[Stored items]
'''

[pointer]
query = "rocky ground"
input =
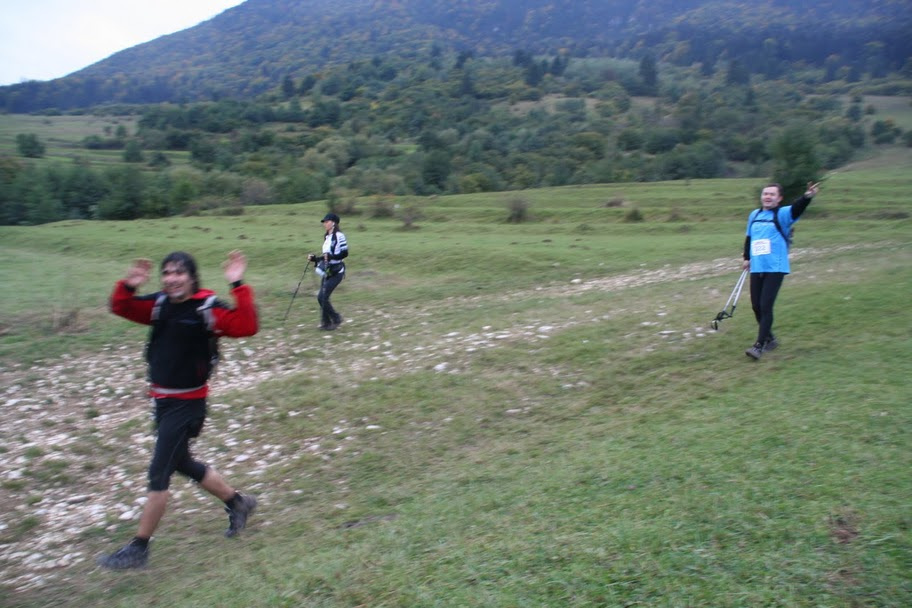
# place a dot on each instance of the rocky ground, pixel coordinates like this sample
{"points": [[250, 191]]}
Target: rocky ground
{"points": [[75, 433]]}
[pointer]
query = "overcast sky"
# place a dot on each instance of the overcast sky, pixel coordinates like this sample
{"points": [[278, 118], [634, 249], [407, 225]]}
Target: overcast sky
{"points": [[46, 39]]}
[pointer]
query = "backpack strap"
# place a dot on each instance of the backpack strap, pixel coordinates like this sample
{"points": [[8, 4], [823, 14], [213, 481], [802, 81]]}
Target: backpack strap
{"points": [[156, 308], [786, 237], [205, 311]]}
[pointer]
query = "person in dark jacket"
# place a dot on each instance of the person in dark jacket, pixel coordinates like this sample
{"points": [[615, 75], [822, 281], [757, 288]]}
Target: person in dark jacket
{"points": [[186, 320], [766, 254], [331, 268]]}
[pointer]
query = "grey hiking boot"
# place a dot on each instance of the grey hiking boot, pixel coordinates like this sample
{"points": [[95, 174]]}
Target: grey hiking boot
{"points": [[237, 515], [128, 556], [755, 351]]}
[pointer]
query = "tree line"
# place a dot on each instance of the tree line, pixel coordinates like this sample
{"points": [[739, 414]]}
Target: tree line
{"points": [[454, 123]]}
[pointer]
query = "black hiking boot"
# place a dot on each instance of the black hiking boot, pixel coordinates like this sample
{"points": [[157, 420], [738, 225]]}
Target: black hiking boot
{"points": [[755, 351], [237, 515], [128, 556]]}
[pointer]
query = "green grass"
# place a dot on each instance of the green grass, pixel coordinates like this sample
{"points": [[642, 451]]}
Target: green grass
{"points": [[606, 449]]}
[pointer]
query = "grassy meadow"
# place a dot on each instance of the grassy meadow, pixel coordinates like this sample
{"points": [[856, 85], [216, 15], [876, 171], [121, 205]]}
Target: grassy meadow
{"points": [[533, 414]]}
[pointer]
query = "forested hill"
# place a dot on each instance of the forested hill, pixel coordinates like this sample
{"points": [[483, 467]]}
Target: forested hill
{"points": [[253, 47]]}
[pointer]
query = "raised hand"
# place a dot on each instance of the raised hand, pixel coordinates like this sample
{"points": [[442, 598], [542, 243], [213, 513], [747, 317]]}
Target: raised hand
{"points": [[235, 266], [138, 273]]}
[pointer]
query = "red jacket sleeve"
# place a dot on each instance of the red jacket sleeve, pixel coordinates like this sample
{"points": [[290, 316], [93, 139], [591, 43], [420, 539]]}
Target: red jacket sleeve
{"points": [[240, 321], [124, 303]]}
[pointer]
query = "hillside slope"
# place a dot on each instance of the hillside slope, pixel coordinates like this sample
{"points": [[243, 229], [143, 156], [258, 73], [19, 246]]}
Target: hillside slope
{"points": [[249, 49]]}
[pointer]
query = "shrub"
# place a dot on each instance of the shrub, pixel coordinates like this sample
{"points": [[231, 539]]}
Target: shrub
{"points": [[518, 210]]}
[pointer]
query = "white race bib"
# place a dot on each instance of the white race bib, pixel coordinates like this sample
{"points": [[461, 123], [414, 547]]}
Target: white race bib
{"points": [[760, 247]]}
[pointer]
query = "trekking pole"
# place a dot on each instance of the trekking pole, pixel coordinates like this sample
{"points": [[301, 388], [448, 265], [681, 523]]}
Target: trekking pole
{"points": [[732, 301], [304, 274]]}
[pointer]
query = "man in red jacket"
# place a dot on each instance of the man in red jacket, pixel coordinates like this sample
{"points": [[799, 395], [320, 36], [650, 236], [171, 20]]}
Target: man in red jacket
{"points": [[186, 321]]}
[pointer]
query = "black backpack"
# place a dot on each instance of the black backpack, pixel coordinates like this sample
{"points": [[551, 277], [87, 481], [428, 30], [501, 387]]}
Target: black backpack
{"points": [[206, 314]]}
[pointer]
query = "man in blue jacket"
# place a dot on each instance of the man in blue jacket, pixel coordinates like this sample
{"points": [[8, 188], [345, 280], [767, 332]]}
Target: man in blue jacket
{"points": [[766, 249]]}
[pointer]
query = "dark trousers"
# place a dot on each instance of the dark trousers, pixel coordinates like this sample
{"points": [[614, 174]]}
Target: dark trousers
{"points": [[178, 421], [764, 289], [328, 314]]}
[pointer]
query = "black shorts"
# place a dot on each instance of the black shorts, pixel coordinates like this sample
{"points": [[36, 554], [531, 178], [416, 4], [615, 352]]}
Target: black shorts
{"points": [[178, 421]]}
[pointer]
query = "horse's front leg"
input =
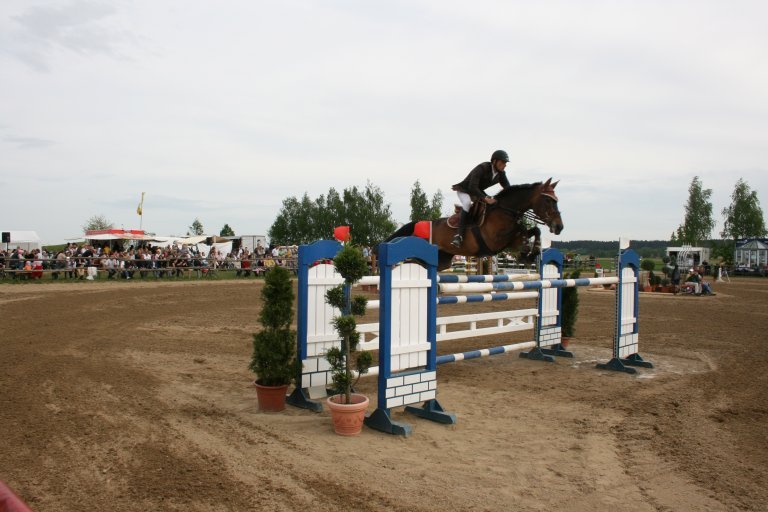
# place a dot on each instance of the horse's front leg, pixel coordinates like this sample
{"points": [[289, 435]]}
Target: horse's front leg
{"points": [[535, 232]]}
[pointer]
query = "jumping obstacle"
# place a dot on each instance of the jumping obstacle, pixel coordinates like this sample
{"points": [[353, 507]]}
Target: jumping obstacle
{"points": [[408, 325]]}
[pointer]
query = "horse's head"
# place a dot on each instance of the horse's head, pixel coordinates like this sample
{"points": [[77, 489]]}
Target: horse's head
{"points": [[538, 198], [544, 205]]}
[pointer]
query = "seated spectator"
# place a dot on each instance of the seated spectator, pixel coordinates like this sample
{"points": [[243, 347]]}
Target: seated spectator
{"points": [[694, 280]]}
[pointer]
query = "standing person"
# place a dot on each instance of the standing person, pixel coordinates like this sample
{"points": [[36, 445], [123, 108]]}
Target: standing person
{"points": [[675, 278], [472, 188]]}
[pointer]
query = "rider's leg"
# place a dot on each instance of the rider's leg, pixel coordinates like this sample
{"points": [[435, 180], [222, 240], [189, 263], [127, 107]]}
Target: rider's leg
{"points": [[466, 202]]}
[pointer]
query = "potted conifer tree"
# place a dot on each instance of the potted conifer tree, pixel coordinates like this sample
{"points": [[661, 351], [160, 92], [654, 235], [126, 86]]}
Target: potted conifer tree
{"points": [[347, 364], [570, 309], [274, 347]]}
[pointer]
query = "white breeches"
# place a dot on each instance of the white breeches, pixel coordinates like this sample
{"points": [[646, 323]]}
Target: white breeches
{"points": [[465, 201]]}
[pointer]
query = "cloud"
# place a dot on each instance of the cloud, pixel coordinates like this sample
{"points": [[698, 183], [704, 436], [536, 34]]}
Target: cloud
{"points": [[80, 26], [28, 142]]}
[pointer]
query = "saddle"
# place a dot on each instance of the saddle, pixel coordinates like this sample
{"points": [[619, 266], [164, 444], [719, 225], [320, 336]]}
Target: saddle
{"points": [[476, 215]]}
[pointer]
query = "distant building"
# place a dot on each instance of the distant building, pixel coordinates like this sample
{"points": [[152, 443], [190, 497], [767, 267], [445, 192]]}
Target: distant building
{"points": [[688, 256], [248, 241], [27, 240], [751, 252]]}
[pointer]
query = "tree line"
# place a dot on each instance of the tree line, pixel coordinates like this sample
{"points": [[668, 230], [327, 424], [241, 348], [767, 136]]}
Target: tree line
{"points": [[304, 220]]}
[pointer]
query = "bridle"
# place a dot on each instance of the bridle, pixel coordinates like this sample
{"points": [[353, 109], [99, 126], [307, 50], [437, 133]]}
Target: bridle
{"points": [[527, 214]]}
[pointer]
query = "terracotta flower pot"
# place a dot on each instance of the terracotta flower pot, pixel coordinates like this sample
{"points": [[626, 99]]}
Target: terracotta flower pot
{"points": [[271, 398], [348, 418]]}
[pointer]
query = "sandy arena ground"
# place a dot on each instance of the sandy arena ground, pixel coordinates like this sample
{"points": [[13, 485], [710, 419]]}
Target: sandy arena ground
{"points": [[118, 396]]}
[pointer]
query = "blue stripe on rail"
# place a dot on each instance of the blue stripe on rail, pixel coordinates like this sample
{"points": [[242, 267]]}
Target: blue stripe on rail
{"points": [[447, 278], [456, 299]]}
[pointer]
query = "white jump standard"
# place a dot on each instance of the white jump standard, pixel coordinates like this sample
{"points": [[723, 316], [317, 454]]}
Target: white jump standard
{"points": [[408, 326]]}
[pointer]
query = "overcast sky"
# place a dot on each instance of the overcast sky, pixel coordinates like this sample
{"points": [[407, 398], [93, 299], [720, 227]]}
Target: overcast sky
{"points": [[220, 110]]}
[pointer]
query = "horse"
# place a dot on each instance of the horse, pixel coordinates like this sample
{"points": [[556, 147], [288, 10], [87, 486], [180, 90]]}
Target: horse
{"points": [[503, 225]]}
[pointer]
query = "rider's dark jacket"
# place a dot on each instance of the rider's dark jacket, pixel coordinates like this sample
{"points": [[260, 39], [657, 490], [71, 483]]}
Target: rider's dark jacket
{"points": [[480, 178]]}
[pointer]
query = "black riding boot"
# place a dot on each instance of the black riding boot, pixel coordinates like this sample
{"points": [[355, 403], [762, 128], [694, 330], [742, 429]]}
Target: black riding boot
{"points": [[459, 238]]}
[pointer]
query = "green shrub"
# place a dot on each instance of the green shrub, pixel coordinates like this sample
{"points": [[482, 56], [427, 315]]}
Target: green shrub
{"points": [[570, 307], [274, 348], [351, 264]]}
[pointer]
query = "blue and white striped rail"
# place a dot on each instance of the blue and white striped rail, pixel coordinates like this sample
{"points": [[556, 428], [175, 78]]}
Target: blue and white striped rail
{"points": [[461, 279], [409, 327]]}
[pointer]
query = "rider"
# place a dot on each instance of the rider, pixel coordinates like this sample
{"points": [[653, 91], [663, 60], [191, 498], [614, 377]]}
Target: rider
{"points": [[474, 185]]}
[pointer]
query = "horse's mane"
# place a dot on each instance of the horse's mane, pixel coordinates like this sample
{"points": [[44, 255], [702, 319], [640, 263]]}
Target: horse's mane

'''

_PROBLEM DETAILS:_ Wherever a line of the data holds "mane", copy that line.

_COMPLETED TASK:_
query = "horse's mane"
# place a dot on each instance of the horse's mane, pixel coordinates like this sample
Target: horse's mane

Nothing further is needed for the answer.